# [Extracted material]
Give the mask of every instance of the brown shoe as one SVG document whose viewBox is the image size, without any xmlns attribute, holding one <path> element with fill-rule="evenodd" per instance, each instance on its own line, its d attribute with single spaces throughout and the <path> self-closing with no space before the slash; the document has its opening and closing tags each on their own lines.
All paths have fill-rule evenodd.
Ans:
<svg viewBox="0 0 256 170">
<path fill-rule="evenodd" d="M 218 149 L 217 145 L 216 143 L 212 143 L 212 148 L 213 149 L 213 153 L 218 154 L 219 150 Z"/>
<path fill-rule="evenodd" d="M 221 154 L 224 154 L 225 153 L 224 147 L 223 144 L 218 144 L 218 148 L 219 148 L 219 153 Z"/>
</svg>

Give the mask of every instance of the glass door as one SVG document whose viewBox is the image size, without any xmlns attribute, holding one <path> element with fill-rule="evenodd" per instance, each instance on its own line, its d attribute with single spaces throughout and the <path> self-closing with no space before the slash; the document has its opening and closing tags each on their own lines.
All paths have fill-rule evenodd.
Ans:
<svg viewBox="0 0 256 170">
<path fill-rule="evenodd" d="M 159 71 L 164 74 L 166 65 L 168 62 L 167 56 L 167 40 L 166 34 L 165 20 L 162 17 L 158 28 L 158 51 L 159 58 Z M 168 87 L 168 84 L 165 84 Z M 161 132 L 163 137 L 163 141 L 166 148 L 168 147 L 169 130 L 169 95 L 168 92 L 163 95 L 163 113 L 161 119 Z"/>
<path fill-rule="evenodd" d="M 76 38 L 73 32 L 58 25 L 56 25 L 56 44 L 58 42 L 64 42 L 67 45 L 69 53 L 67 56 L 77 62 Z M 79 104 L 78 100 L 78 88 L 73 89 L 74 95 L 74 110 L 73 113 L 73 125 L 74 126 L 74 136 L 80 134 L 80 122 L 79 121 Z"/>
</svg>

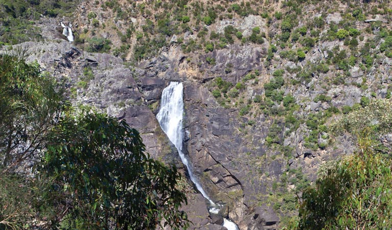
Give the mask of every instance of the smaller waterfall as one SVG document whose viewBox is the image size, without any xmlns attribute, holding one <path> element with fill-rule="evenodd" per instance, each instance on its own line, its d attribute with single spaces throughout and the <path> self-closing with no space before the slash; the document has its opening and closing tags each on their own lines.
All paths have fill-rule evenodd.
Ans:
<svg viewBox="0 0 392 230">
<path fill-rule="evenodd" d="M 70 42 L 74 41 L 74 34 L 72 33 L 72 29 L 71 28 L 72 24 L 69 22 L 67 27 L 61 22 L 61 26 L 63 28 L 63 34 L 67 37 Z"/>
</svg>

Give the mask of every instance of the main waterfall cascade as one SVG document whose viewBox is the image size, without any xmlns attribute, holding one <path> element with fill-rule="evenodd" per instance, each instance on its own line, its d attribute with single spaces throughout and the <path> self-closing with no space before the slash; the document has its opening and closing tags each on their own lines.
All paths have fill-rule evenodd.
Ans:
<svg viewBox="0 0 392 230">
<path fill-rule="evenodd" d="M 72 24 L 69 22 L 68 26 L 66 26 L 63 23 L 61 22 L 61 26 L 63 28 L 63 34 L 67 37 L 70 42 L 74 41 L 74 34 L 72 33 Z"/>
<path fill-rule="evenodd" d="M 188 159 L 182 152 L 183 134 L 182 132 L 182 114 L 183 113 L 182 100 L 182 83 L 170 82 L 168 86 L 162 92 L 160 108 L 156 115 L 158 122 L 162 130 L 174 145 L 178 152 L 182 163 L 187 167 L 191 180 L 195 184 L 197 190 L 207 199 L 211 205 L 209 209 L 210 213 L 218 214 L 219 205 L 217 205 L 208 196 L 201 185 L 197 181 L 193 174 Z M 238 230 L 236 224 L 228 219 L 223 219 L 223 226 L 228 230 Z"/>
</svg>

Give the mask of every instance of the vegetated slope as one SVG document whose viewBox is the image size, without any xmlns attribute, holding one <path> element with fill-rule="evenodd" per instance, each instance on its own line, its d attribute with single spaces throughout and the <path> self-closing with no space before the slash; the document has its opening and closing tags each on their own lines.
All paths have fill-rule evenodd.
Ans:
<svg viewBox="0 0 392 230">
<path fill-rule="evenodd" d="M 353 152 L 331 121 L 390 97 L 387 1 L 97 1 L 77 12 L 77 47 L 127 62 L 142 94 L 151 79 L 186 81 L 190 157 L 240 227 L 286 224 L 318 166 Z M 91 78 L 76 79 L 76 98 L 104 87 Z"/>
</svg>

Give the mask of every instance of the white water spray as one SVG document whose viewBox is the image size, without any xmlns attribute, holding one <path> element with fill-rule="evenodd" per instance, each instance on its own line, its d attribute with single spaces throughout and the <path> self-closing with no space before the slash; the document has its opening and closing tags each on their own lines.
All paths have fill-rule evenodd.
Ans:
<svg viewBox="0 0 392 230">
<path fill-rule="evenodd" d="M 156 115 L 156 118 L 162 128 L 162 130 L 166 133 L 169 139 L 177 148 L 181 160 L 187 167 L 191 180 L 195 184 L 196 188 L 203 196 L 207 199 L 211 205 L 213 206 L 209 209 L 209 212 L 210 213 L 217 214 L 219 212 L 219 208 L 217 208 L 218 206 L 207 195 L 207 194 L 201 187 L 201 185 L 195 177 L 192 168 L 190 167 L 188 160 L 182 152 L 183 107 L 182 83 L 170 82 L 170 84 L 166 87 L 162 92 L 160 108 Z M 226 227 L 228 230 L 238 230 L 238 227 L 235 223 L 225 218 L 223 218 L 223 226 Z"/>
<path fill-rule="evenodd" d="M 74 34 L 72 33 L 72 24 L 69 22 L 68 26 L 65 26 L 63 23 L 61 22 L 61 26 L 63 28 L 63 34 L 67 37 L 70 42 L 74 41 Z"/>
<path fill-rule="evenodd" d="M 191 180 L 195 184 L 197 190 L 212 204 L 215 203 L 205 193 L 201 185 L 193 175 L 193 172 L 189 166 L 188 159 L 182 153 L 182 113 L 183 113 L 182 101 L 182 83 L 170 82 L 170 84 L 162 92 L 160 109 L 156 118 L 162 129 L 174 145 L 178 151 L 182 163 L 187 167 Z"/>
</svg>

# [Directions for this task]
Render as a Markdown table with columns "Index" and "Content" the lines from the one containing "Give the mask of every instance of the white" through the one containing "156 115 L 156", each numbered in order, with blank lines omitted.

# [Result for this exercise]
| Index | Content |
|---|---|
| 1 | Give the mask of every instance of the white water spray as one SVG document whose viewBox is the image size, without any xmlns attribute, holding one <path> element with fill-rule="evenodd" per instance, each instance on its own line, its d attribute with single spaces throughout and the <path> self-closing with no space before the slash; the document has its opening and closing tags each on their own lines. |
| 2 | All paths have fill-rule evenodd. |
| 3 | Ans: |
| 4 | <svg viewBox="0 0 392 230"> |
| 5 | <path fill-rule="evenodd" d="M 156 115 L 156 118 L 162 128 L 162 130 L 166 133 L 169 139 L 177 148 L 181 160 L 187 167 L 191 180 L 195 184 L 196 188 L 203 196 L 207 199 L 211 205 L 213 206 L 209 209 L 209 212 L 210 213 L 217 214 L 219 212 L 219 208 L 217 208 L 218 206 L 207 195 L 207 194 L 201 187 L 201 185 L 195 177 L 192 168 L 190 167 L 188 160 L 182 152 L 183 107 L 182 83 L 170 82 L 170 84 L 166 87 L 162 92 L 160 108 Z M 226 227 L 228 230 L 238 230 L 238 227 L 235 223 L 225 218 L 223 218 L 223 226 Z"/> |